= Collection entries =
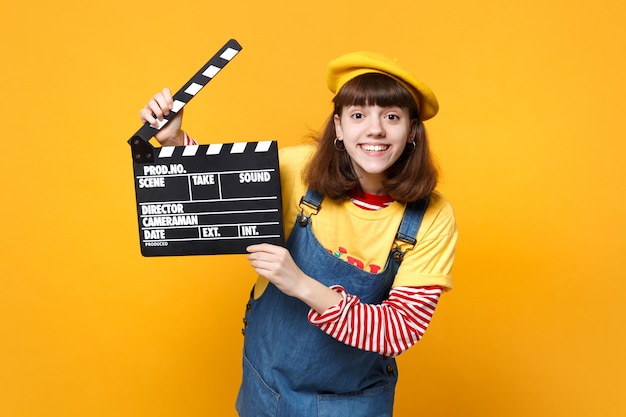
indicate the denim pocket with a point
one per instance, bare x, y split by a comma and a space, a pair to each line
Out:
372, 402
255, 398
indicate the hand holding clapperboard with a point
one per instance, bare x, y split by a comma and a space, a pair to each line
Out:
205, 199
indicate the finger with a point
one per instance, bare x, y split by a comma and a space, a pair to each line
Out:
262, 247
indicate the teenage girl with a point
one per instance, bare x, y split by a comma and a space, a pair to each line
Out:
370, 249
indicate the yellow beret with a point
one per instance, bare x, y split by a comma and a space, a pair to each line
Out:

= Brief =
Rewrite the lines of the material from the one containing "indicate the teenage girl with a point" through the end of the material, requests included. Add 43 to every coordinate in the answers.

= Expected answer =
indicate the teenage girl with a point
one per instance, bare x, y split by a comma and a space, a pair to each line
Out:
413, 292
indicate the yellow beret with a point
one per instance, bare x, y split by a comma and a space, a pair to each line
Out:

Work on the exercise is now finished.